Written request :: Reproduce all of the records below, changing every occurrence of "report box coordinates" to "return bounding boxes" and leaving everything else as it stands. Omit the pictures from your output.

Given information ::
===

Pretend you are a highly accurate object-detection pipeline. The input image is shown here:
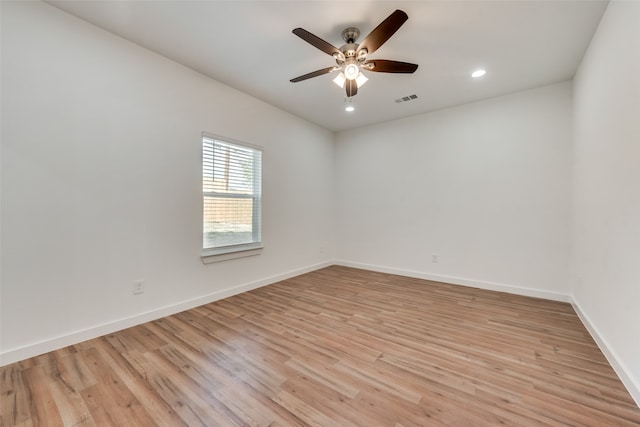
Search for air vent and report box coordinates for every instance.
[396,94,418,104]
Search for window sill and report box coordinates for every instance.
[200,244,263,264]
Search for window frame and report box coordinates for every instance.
[200,132,264,264]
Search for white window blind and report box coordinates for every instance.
[202,136,262,253]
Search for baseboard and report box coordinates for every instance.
[0,261,333,366]
[335,260,571,302]
[571,299,640,408]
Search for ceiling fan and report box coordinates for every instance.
[290,10,418,98]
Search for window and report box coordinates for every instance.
[202,135,262,256]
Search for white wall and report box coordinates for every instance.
[0,2,335,364]
[572,1,640,404]
[336,82,572,300]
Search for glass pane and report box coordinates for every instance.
[202,196,253,248]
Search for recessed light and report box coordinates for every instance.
[471,68,487,79]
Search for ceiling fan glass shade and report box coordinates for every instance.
[333,73,369,88]
[344,62,360,80]
[333,72,347,88]
[356,73,369,88]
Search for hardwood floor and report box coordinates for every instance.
[0,266,640,427]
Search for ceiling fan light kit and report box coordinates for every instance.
[290,10,418,99]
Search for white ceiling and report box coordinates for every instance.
[48,0,607,131]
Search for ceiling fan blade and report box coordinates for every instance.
[292,28,344,59]
[364,59,418,73]
[358,9,409,53]
[344,80,358,98]
[289,67,338,83]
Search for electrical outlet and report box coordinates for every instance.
[133,280,144,295]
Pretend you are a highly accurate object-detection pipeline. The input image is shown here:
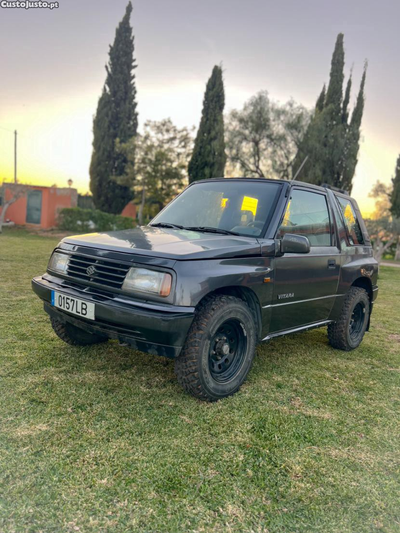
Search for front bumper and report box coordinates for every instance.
[32,276,195,358]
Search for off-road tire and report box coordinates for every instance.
[328,287,371,352]
[50,318,107,346]
[175,295,257,402]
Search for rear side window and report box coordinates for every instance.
[336,196,364,246]
[277,189,331,246]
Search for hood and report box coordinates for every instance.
[62,226,261,260]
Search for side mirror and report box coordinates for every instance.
[280,233,310,254]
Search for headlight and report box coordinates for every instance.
[122,268,172,296]
[47,252,69,274]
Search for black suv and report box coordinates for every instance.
[32,178,378,401]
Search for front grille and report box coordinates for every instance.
[67,254,130,289]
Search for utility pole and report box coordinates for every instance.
[14,130,17,183]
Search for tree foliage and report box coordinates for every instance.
[117,119,193,224]
[226,91,309,179]
[293,33,366,192]
[390,155,400,218]
[90,2,138,213]
[188,66,226,182]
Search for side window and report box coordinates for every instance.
[336,196,364,246]
[277,189,331,246]
[332,193,347,247]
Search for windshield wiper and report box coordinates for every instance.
[150,222,184,229]
[184,226,240,235]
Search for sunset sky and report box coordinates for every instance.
[0,0,400,214]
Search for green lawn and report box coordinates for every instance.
[0,230,400,533]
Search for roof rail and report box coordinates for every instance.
[321,183,350,196]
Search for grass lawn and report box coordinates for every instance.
[0,230,400,533]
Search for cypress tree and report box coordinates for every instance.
[90,2,138,213]
[315,83,326,112]
[188,66,226,183]
[390,155,400,219]
[293,33,366,191]
[325,33,344,116]
[338,65,367,192]
[342,74,352,124]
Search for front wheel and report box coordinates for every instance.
[175,295,257,402]
[328,287,370,351]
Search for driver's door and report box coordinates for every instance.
[270,188,341,333]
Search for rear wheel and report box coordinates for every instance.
[328,287,370,351]
[50,318,107,346]
[175,295,257,401]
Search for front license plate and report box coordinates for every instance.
[51,291,95,320]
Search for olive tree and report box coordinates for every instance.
[226,91,310,179]
[117,119,193,224]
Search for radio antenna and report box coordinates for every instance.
[292,155,308,181]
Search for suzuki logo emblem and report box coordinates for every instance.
[86,265,96,276]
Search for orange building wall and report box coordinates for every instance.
[0,184,78,229]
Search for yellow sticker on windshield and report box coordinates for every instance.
[241,196,258,216]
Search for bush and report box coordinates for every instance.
[58,207,136,233]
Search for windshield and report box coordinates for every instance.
[151,179,282,237]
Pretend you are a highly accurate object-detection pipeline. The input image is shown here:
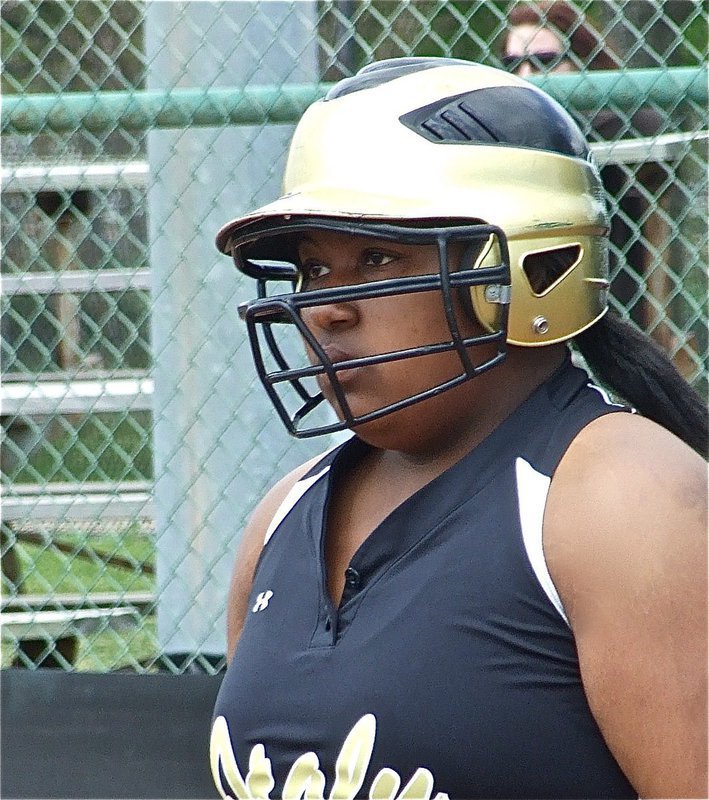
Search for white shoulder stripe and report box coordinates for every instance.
[587,381,635,411]
[515,458,569,625]
[263,464,330,546]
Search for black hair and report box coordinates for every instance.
[574,311,709,458]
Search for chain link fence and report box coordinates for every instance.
[1,0,708,672]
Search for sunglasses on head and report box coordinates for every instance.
[501,50,566,72]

===

Response ::
Pretend you are a highly accurate object-detection pipeline. The input image is shown here:
Search for air vent and return bounding boxes for every instance.
[396,94,418,104]
Search for window sill and return bounding boxes for every instance.
[200,244,263,264]
Search for window frame and return bounding boxes for every instance.
[200,132,264,264]
Search for white window blind and return bounding boxes for every instance.
[202,136,262,253]
Search for baseboard and return bounding boxes for every instance.
[0,261,333,366]
[335,260,571,302]
[571,299,640,408]
Search for ceiling fan and return bounding boxes for every instance.
[290,10,418,98]
Search for window and return bounding boxes for every instance.
[202,135,262,256]
Search for white wall and return bounding boxes for every instance.
[0,2,335,364]
[572,1,640,404]
[336,82,572,300]
Search for glass pane and return bounding boxes for every instance.
[202,196,253,248]
Search for recessed light and return bounding boxes for every instance.
[471,68,487,79]
Search for ceiling fan glass shade and return bounding boxes for every instance.
[333,73,369,88]
[344,62,360,80]
[333,72,347,88]
[356,73,369,88]
Search for hardwood floor and return bounding boxes for every instance.
[0,266,640,427]
Search for ceiling fan light kit and return bounding boxes for every instance.
[290,10,418,99]
Search for white ceiling and return bounding boxes for every instance.
[48,0,607,131]
Search for ceiling fan blade and return bounding boxes for every instance.
[292,28,344,59]
[364,59,418,73]
[358,9,409,53]
[344,80,358,98]
[289,67,338,83]
Search for electrical outlet and return bounding boxes for every instance.
[133,280,144,295]
Pretend you are a highly accurate object-detection pipeline. The input image is shown here:
Search for front bumper and return bounding boxes for every instance.
[32,276,195,358]
Search for off-road tire and return bounding boxes for every instance.
[328,287,371,352]
[50,318,107,346]
[175,295,257,402]
Search for rear side window and return bounding boxes for every instance.
[336,196,364,246]
[277,189,331,246]
Search for hood and return bounding boxes for every instance.
[62,226,261,260]
Search for side mirror and return bounding boxes for every instance.
[280,233,310,254]
Search for headlight and return bounding boxes for every instance.
[122,268,172,296]
[47,252,69,274]
Search for black suv and return bounding boxes for every instance.
[32,178,378,401]
Search for front grille and return bounding boxes for every instance.
[67,254,130,289]
Search for utility pole and return bounding boxes for every instance.
[14,130,17,183]
Search for tree foliage and return bounding boxes for every instance.
[117,119,193,224]
[226,91,309,179]
[293,33,366,192]
[390,155,400,218]
[90,2,138,213]
[188,66,226,182]
Search for side window and return bounding boxes for every instance.
[336,196,364,246]
[277,189,331,246]
[332,193,347,247]
Search for windshield wiper and return bounding boxes for every instance.
[150,222,184,229]
[184,226,240,235]
Search for sunset sky and return bounding boxes for every instance.
[0,0,400,214]
Search for green lawn and return bounding boxes for every instance.
[0,230,400,533]
Search for roof rail and return bounding boxes for every instance.
[321,183,350,196]
Search for grass lawn and return bounding boxes for every instance.
[0,230,400,533]
Search for cypress tree and return bounding boxes for every instance.
[90,2,138,213]
[315,83,326,112]
[188,66,226,183]
[390,155,400,219]
[293,33,366,191]
[325,33,344,116]
[338,65,367,192]
[342,74,352,124]
Search for front wheel and return bounding boxes for every instance.
[175,295,257,402]
[328,287,370,351]
Search for driver's door and return bounding boxes for every instance.
[270,188,341,333]
Search for rear wheel and return bounding boxes for every instance.
[328,287,370,351]
[50,318,107,346]
[175,295,257,401]
Search for front license plate and return bounding boxes for every instance.
[51,291,95,320]
Search for olive tree and return bounding boxes for every instance.
[226,91,310,179]
[117,119,193,224]
Search for radio antenna and return bounding boxes for every instance.
[292,155,308,181]
Search for suzuki logo emblem and return bounding boxes for every instance.
[86,265,96,276]
Search for orange building wall and return bounding boxes for every instance.
[0,184,78,229]
Search for yellow sticker on windshield and return bounding boxes for every instance.
[241,196,258,216]
Search for bush and return bounding boxes for every instance.
[58,207,136,233]
Search for windshield and return bounding boxes for every instance.
[151,179,282,237]
Pretend you are a highly accurate object-detection pipeline. The input image is shown here:
Search for white shoulder stripe and return bounding boxes for every instance.
[587,381,635,411]
[515,458,569,625]
[263,464,330,546]
Search for black hair and return bounding boxes for every instance.
[574,311,709,458]
Search for chain link fence and return bounding boxes for every instance.
[1,0,708,672]
Search for sunglasses on head and return bounding boxes for every instance.
[501,50,566,72]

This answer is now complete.